> _STATED TASK_
Echo the data below line for line, with no changes.

----- SUPPLIED RECORDS

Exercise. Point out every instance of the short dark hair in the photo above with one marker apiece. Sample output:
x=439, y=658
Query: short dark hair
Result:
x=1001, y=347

----------

> _ANSWER TO THIS EXERCISE_
Exercise. Point out every instance of the short dark hair in the photo above with one marker apiece. Sample output:
x=439, y=658
Query: short dark hair
Result:
x=1001, y=347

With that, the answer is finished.